* [TASK GOAL]:
Once the line with "negative clicks: (524, 51)" is found in the data, output it and each following line exactly, up to and including the line with "box: [469, 181, 482, 191]", and nothing before or after.

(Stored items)
■ ■ ■ ■ ■

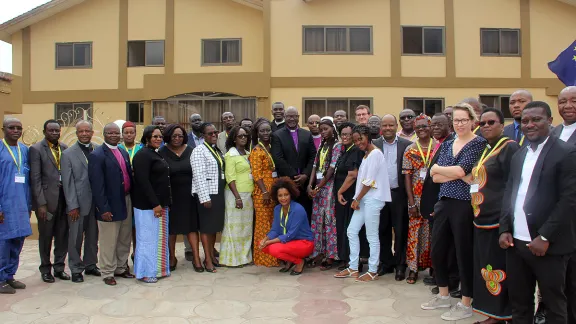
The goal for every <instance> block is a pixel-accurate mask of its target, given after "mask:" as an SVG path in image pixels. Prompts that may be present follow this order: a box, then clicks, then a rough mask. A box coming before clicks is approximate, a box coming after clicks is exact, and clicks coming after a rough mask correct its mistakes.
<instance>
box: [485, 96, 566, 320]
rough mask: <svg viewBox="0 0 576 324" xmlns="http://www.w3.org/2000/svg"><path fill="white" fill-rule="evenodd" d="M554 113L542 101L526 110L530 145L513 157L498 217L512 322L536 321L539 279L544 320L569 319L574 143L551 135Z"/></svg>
mask: <svg viewBox="0 0 576 324" xmlns="http://www.w3.org/2000/svg"><path fill="white" fill-rule="evenodd" d="M551 123H552V112H551V110H550V106H548V104H546V103H545V102H542V101H533V102H531V103H529V104H527V105H526V107H525V108H524V110H523V111H522V118H521V124H522V132H523V133H524V135H525V136H526V139H527V140H528V141H529V142H530V145H529V146H528V147H526V148H523V149H521V150H519V151H518V152H517V153H516V154H515V155H514V157H513V158H512V162H511V166H510V170H511V171H510V174H509V177H508V183H507V185H506V192H505V194H504V200H503V202H502V213H501V216H500V247H501V248H503V249H507V253H506V272H507V273H506V274H505V276H503V277H502V276H498V275H497V276H494V278H500V279H497V282H496V281H495V282H493V285H494V286H496V287H497V286H498V285H508V287H509V289H508V291H509V294H510V303H511V305H512V317H513V318H514V323H521V324H532V323H533V321H534V291H535V287H536V282H537V283H538V287H539V289H540V292H541V294H542V298H543V300H544V301H545V302H546V309H547V314H546V321H547V322H549V323H566V322H567V302H566V295H565V293H564V289H565V285H566V269H567V266H568V259H569V256H570V255H572V254H573V253H574V252H575V251H576V231H575V230H574V222H575V219H574V216H573V214H574V210H575V208H576V148H575V147H574V146H571V145H568V144H566V143H564V142H563V141H561V140H559V139H558V138H556V137H554V136H550V124H551Z"/></svg>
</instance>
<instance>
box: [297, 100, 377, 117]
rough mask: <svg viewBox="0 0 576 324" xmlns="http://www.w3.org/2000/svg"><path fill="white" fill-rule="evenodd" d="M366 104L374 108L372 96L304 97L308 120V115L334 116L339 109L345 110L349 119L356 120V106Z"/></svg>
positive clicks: (366, 104) (370, 108)
mask: <svg viewBox="0 0 576 324" xmlns="http://www.w3.org/2000/svg"><path fill="white" fill-rule="evenodd" d="M360 105H365V106H368V107H370V109H372V99H371V98H305V99H304V112H303V114H304V117H303V120H304V121H306V120H307V118H308V116H310V115H313V114H316V115H318V116H320V117H324V116H334V113H335V112H336V111H337V110H344V111H345V112H346V115H347V116H348V120H354V116H355V114H356V107H358V106H360Z"/></svg>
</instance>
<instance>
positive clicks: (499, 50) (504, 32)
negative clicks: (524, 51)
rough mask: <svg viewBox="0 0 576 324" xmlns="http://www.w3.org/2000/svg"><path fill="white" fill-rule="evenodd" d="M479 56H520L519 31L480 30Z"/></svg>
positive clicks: (502, 29) (519, 32)
mask: <svg viewBox="0 0 576 324" xmlns="http://www.w3.org/2000/svg"><path fill="white" fill-rule="evenodd" d="M480 42H481V54H482V55H486V56H520V29H487V28H482V29H480Z"/></svg>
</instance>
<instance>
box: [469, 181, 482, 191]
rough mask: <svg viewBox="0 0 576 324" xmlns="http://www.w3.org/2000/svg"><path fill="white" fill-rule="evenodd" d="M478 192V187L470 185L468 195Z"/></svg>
mask: <svg viewBox="0 0 576 324" xmlns="http://www.w3.org/2000/svg"><path fill="white" fill-rule="evenodd" d="M479 190H480V185H479V184H477V183H475V184H471V185H470V193H477V192H478V191H479Z"/></svg>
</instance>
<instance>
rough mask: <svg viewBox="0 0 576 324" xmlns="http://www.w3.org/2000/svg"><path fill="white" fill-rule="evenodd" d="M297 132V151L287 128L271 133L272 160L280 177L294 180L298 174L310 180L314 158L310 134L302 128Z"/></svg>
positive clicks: (313, 147)
mask: <svg viewBox="0 0 576 324" xmlns="http://www.w3.org/2000/svg"><path fill="white" fill-rule="evenodd" d="M297 132H298V150H296V147H295V146H294V141H293V140H292V135H291V134H290V130H289V129H288V128H286V127H284V128H281V129H279V130H277V131H276V132H274V133H272V158H273V159H274V163H275V164H276V170H277V171H278V176H280V177H290V178H294V177H295V176H296V175H298V174H305V175H307V176H308V178H310V174H311V173H312V166H313V165H314V158H315V157H316V147H315V146H314V140H313V139H312V134H311V133H310V132H309V131H307V130H305V129H302V128H298V130H297ZM298 171H300V172H298Z"/></svg>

■ ■ ■ ■ ■

* [SOLUTION]:
negative clicks: (524, 51)
rough mask: <svg viewBox="0 0 576 324" xmlns="http://www.w3.org/2000/svg"><path fill="white" fill-rule="evenodd" d="M479 56H520L519 31L480 30Z"/></svg>
positive clicks: (502, 29) (519, 32)
mask: <svg viewBox="0 0 576 324" xmlns="http://www.w3.org/2000/svg"><path fill="white" fill-rule="evenodd" d="M480 42H481V54H482V55H486V56H520V29H487V28H482V29H480Z"/></svg>
</instance>
<instance>
box: [469, 181, 482, 191]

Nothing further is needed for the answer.